▸ **EXTRAIT DU TEXTE**:
%%

LE
DÉLUGE
ou
MÉDITATIONS SUR LES
CHAPITRES VI ET VII DE LA
GENÈSE.
III
ABUS QUE LES HOMMES AVANT LE DÉLUGE
FIRENT DE. LA PATIENCE DE DIEU.
Depuis les premiers avertissements que Dieu
donna aux hommes du temps de Noé, sa
patience les attendit encore pendant cent et vingt
ans, mais elle les attendit inutilement.
L'Esprit saint nous dit qu'ils ne
pensèrent au déluge que lorsqu'il
vint et les emporta tous
(Matth. XXIV, 39), et Il nous
explique par l'apôtre Pierre d'où
vinrent leur insouciance et leur endurcissement, en
nous disant qu'ils furent incrédules
(littéralement : ils ne furent point
persuadés
(1) - Oui
l'incrédulité, voilà la cause
de notre endurcissement et de nos rebellions. Elle
est elle-même une
désobéissance, une révolte de
l'esprit et du coeur contre la volonté de
Dieu, et elle est la source de toute
désobéissance dans les
actions.
Les hommes du temps de Noé, au
lieu d'écouter les avertissements que Dieu
leur donnait par la prédication de ce juste,
et de craindre, comme lui, les choses qu'on ne
voyait point encore
(Hébr. XI, 7), ne furent point
persuadés qu'il disait vrai.

%%

▸ **DONNÉES FOURNIES**:
%%

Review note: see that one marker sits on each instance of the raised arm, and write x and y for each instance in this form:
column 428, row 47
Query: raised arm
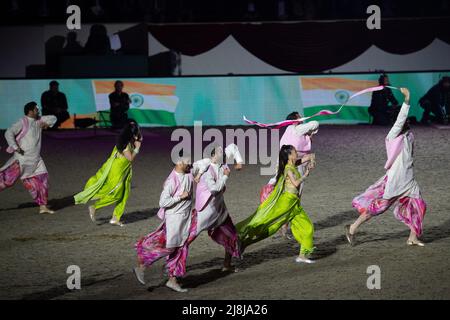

%%
%%

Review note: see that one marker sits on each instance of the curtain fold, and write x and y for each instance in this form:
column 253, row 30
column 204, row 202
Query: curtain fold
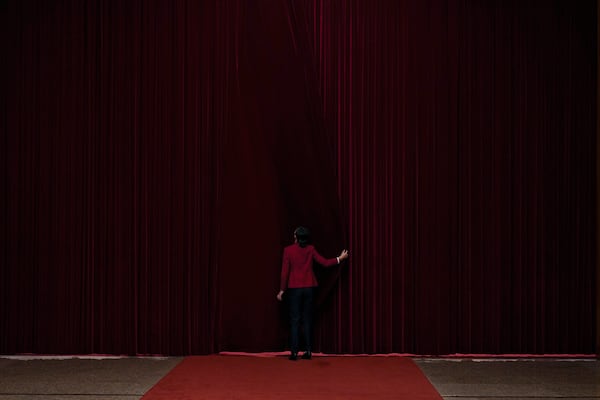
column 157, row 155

%%
%%

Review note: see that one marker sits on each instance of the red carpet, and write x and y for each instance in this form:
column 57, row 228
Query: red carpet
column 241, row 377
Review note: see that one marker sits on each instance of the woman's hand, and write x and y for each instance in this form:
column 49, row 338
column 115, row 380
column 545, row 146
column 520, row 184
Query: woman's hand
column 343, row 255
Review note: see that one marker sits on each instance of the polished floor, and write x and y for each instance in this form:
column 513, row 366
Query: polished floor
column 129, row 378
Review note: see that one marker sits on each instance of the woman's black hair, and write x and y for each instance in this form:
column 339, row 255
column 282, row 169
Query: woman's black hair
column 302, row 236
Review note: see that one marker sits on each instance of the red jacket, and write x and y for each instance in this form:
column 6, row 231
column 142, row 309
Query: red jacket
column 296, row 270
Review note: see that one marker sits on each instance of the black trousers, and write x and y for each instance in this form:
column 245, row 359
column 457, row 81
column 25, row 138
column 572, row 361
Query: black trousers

%%

▸ **ÉNONCÉ**: Dans l'extrait sur le déluge, quelles sont toutes les choses que l'incrédulité est dite être ?

▸ **CORRIGÉ**:
- la cause de notre endurcissement et de nos rebellions
- une désobéissance
- une révolte de l'esprit et du cœur contre la volonté de Dieu
- la source de toute désobéissance dans les actions